[Information supplied — start]

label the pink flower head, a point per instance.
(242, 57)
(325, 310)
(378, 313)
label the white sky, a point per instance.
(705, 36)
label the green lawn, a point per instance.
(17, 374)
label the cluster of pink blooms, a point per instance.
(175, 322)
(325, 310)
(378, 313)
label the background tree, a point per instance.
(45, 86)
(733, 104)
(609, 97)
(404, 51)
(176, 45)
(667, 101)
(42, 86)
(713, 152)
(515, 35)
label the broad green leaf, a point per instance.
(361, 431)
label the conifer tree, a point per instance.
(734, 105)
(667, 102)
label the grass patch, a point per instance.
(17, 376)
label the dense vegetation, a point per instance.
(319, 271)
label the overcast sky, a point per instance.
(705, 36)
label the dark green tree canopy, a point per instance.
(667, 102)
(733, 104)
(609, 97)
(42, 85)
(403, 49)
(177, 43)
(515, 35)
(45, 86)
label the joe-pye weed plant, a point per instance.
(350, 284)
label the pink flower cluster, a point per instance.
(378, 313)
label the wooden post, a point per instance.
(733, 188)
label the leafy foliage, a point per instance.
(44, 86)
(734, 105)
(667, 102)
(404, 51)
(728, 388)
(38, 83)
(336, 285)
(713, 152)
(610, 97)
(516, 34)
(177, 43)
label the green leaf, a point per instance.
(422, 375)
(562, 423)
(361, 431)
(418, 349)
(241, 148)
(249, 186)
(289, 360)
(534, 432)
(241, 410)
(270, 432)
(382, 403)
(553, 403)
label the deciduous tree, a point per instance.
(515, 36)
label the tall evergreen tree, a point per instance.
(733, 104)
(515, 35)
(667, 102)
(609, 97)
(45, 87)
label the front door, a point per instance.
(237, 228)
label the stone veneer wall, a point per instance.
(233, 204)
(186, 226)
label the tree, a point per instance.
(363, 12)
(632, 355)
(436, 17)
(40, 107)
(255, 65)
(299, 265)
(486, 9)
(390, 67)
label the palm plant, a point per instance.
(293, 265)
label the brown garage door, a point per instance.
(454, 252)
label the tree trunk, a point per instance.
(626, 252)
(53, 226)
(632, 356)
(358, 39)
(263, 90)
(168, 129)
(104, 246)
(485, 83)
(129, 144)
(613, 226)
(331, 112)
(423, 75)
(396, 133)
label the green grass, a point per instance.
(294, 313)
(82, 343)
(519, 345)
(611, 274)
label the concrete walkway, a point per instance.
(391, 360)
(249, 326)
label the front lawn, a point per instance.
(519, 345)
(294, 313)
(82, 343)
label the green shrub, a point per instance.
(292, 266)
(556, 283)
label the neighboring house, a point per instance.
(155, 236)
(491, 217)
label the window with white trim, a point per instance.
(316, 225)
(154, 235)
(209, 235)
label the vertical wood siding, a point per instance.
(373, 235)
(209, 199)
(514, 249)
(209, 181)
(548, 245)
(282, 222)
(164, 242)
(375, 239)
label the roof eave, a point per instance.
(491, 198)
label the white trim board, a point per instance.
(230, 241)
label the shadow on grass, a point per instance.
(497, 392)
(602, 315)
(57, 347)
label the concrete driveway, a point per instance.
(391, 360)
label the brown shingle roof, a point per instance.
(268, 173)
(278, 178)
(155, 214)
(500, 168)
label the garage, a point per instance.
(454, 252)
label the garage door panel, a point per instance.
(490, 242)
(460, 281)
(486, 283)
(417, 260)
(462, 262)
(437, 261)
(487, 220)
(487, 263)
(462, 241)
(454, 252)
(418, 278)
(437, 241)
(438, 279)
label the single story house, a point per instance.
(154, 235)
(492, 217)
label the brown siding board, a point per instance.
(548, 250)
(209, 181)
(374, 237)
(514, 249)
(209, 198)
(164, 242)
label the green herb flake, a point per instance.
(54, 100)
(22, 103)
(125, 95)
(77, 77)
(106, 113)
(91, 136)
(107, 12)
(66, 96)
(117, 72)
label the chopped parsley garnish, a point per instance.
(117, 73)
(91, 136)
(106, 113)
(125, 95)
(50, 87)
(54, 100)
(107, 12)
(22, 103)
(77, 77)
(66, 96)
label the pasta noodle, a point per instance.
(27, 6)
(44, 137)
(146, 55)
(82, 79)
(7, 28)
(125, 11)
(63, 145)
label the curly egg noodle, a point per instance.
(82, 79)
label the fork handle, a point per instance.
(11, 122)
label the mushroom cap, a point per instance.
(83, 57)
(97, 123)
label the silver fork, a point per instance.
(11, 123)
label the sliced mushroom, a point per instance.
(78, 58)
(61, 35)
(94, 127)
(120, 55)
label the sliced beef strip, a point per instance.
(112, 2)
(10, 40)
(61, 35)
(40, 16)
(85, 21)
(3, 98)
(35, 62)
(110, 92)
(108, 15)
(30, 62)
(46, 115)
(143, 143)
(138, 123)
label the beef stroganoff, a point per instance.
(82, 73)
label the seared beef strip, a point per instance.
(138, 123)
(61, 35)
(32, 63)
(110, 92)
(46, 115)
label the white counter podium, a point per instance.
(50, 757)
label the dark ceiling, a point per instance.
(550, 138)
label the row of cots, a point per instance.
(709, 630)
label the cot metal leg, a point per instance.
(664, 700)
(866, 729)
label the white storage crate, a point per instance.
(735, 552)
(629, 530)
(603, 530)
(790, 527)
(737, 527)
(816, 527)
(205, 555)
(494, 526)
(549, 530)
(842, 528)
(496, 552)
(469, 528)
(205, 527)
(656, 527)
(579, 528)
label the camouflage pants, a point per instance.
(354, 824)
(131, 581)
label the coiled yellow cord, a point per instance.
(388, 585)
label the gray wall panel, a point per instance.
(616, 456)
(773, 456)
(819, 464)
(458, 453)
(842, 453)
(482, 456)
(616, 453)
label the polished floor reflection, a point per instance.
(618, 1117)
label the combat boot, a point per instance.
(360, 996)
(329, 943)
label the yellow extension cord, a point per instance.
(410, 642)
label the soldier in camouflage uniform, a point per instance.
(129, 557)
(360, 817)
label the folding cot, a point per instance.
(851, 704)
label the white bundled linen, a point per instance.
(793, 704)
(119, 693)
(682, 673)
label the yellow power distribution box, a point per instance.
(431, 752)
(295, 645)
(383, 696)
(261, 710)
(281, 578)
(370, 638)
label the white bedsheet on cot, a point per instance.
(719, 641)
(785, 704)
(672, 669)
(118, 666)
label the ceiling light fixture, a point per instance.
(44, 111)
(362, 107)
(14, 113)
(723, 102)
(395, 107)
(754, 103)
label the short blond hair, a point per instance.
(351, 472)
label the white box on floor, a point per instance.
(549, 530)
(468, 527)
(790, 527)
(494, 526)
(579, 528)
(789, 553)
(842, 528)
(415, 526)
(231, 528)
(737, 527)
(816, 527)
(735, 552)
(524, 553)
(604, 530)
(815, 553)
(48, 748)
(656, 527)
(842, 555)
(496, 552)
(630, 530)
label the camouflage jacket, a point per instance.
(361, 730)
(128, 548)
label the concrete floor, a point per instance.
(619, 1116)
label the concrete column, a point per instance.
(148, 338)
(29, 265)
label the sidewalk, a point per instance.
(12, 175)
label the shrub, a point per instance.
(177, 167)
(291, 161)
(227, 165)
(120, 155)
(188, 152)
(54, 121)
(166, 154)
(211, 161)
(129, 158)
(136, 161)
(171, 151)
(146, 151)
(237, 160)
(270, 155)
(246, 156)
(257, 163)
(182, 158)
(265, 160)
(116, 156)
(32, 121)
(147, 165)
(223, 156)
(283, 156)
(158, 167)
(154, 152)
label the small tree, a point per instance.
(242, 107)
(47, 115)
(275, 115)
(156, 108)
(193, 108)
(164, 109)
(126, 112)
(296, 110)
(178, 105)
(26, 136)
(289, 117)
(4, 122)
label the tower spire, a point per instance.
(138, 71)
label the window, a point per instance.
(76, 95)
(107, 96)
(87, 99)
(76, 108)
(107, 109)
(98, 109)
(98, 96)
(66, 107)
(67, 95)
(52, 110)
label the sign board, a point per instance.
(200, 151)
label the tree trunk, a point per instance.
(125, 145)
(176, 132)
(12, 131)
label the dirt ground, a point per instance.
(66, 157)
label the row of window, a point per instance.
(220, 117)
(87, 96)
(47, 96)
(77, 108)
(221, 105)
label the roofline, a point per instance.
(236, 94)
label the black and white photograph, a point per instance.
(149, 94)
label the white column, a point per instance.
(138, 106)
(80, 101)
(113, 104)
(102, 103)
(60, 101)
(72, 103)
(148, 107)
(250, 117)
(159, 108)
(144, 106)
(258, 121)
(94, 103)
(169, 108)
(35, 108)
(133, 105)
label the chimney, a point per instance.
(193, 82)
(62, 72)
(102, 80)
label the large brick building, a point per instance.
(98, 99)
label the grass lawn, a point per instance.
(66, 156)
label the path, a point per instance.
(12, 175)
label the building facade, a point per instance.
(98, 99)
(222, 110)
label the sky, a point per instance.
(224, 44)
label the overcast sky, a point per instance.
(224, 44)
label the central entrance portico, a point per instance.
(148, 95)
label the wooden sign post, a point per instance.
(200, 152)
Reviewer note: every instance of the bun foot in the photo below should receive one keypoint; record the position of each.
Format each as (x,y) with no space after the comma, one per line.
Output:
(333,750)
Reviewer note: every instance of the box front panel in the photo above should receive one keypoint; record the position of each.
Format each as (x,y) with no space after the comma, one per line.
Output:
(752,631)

[Information supplied — finish]

Looking through the data above, copy out each line in which the string "receive" occurs.

Answer to this task |
Reviewer note: every instance of the bun foot in the photo below should receive one keypoint; record the position of each.
Reviewer note: every instance of the box front panel in the photo above should receive one keypoint; record the position of each.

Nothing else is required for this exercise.